**WORK REQUEST 1:**
Decide whether each statement agrees with the passage on masked rappers, answering yes or no and quoting the words that settle it: (a) DOOM became known for having other rappers perform as him at his own shows; (b) CASisDEAD's true identity is widely known away from the stage; (c) CASisDEAD merges slick 90's beats with his stories.
**WORK REQUEST 2:**
In the passage on masked rappers, which CASisDEAD song deals with substance-fueled depression?

───── SOURCE PASSAGE

And DOOM really did supervillain things. A quick sweep of Reddit attests to the fact that he became known for selecting other rappers to perform as him at his own shows, adding yet more mystery to his aura. From an audience’s perspective, the mask left you wanting to know more: Who was DOOM? Was that actually him on stage? Was he just one guy, or was he a concept? While the questions remained unanswered, he was always there to collect his loot like a true supervillain: “Head on straight, mask on crooked / Exit stage left with the cash, gone took it.” (The Mask, 2005).
If DOOM’s the mask-wearer’s flagbearer, it’s important to note that the trend’s felt transatlantically. While Drill linchpins like LD and V9 opt for face coverings, CASisDEAD arguably embodies the most leftfield mic metamorphosis in the UK scene today. Away from the stage, his true identity is known by very few. But beneath the spotlight, he’s a gravel-voiced, silicone-masked mystery who merges slick 80’s beats with candid tales of the torment he’s lived through.
While much of his back catalogue may not be for the faint of heart, CASisDEAD fans appreciate the unique approach he takes to making music. While many rappers are quick to share their success stories, CAS is the very best kind of oversharer. And it’s hard to imagine him divulging so much without the mask. Whether it’s the toxic love affair in ‘Boys Will Be Boys’, the substance-fuelled depression in ‘Drugs’, or rejection at the hands of an escort he’s caught feelings for in ‘Pat Earrings’, he feeds off his silicone faces to morph into a character that embodies romance, necrophilia and everything in-between.

──────────
───── MATERIAL SUPPLIED

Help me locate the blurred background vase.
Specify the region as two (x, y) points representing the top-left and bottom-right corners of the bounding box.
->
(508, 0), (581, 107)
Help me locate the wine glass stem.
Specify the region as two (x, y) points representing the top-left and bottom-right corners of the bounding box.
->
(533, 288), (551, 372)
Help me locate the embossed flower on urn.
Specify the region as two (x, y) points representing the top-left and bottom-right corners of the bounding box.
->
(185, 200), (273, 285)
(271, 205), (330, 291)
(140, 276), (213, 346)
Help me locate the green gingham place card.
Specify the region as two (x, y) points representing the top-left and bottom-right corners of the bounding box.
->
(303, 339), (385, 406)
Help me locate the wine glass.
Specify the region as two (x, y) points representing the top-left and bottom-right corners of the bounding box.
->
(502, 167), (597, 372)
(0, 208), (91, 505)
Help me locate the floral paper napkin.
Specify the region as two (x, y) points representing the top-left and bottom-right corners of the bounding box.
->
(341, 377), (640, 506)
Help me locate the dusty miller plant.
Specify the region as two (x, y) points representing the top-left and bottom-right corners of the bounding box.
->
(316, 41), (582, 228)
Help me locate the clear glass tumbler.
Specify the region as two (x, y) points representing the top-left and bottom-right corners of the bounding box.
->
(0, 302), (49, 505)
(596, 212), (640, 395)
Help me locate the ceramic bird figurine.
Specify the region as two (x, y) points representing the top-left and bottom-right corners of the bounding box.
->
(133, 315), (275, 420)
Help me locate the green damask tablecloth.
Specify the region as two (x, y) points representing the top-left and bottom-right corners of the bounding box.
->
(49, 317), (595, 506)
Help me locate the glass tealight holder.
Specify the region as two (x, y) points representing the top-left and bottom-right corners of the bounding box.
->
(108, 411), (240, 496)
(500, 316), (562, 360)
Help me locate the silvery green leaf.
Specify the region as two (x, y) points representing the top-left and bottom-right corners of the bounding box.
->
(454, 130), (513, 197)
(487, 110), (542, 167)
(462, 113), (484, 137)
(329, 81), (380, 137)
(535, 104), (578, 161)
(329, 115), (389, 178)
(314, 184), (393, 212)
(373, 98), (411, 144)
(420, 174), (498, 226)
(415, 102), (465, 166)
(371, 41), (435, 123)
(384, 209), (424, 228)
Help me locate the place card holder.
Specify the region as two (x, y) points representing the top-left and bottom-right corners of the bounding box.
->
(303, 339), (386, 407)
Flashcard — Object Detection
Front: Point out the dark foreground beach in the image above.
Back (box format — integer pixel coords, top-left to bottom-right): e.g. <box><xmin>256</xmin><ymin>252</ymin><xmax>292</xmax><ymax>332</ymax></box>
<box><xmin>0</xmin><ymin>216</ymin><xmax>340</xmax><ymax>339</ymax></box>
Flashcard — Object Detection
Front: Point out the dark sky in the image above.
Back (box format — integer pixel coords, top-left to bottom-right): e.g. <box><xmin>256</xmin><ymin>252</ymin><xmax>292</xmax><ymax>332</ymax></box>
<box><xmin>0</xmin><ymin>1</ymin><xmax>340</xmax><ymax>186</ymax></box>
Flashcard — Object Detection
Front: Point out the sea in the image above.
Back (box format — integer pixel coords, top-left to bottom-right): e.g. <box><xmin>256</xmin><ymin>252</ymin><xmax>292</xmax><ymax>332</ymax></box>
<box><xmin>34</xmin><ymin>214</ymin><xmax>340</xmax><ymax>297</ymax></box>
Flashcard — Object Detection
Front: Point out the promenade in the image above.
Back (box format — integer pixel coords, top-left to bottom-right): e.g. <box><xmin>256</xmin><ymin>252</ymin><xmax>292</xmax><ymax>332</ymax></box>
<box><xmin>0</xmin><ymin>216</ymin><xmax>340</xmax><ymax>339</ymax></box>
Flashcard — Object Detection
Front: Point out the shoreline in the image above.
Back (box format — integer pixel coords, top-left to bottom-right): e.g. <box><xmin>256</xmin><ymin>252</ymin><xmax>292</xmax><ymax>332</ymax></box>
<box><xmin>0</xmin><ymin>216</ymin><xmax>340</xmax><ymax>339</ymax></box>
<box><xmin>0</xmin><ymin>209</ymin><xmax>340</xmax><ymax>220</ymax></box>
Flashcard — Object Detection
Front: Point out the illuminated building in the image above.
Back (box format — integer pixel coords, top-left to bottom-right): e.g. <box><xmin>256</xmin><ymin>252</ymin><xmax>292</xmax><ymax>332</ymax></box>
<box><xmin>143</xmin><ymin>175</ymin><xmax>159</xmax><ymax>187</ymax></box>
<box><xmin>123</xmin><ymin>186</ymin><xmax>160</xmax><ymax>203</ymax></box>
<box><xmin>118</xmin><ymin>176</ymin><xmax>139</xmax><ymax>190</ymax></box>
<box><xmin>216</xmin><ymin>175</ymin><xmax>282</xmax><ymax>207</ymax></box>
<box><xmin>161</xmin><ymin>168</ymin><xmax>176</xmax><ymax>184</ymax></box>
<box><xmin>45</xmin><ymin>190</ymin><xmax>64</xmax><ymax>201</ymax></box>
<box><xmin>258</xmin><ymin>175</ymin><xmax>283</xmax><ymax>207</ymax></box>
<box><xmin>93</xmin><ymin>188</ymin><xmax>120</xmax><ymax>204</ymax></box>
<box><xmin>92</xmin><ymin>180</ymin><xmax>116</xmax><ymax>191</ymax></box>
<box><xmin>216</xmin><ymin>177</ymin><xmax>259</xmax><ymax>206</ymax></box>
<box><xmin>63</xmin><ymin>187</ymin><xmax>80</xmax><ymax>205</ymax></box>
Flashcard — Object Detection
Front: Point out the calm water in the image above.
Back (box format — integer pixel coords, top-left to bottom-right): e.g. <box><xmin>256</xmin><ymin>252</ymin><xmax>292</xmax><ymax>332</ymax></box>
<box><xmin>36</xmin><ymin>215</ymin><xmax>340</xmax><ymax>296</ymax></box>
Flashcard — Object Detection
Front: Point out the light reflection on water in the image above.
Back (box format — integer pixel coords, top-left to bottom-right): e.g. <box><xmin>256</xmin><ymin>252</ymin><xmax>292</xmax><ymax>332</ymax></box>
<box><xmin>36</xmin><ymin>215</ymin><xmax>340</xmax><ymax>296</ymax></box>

──────────

**RESPONSE 1:**
(a) Yes: "he became known for selecting other rappers to perform as him at his own shows"
(b) No: "Away from the stage, his true identity is known by very few."
(c) No: "merges slick 80’s beats with candid tales of the torment he’s lived through"

**RESPONSE 2:**
‘Drugs’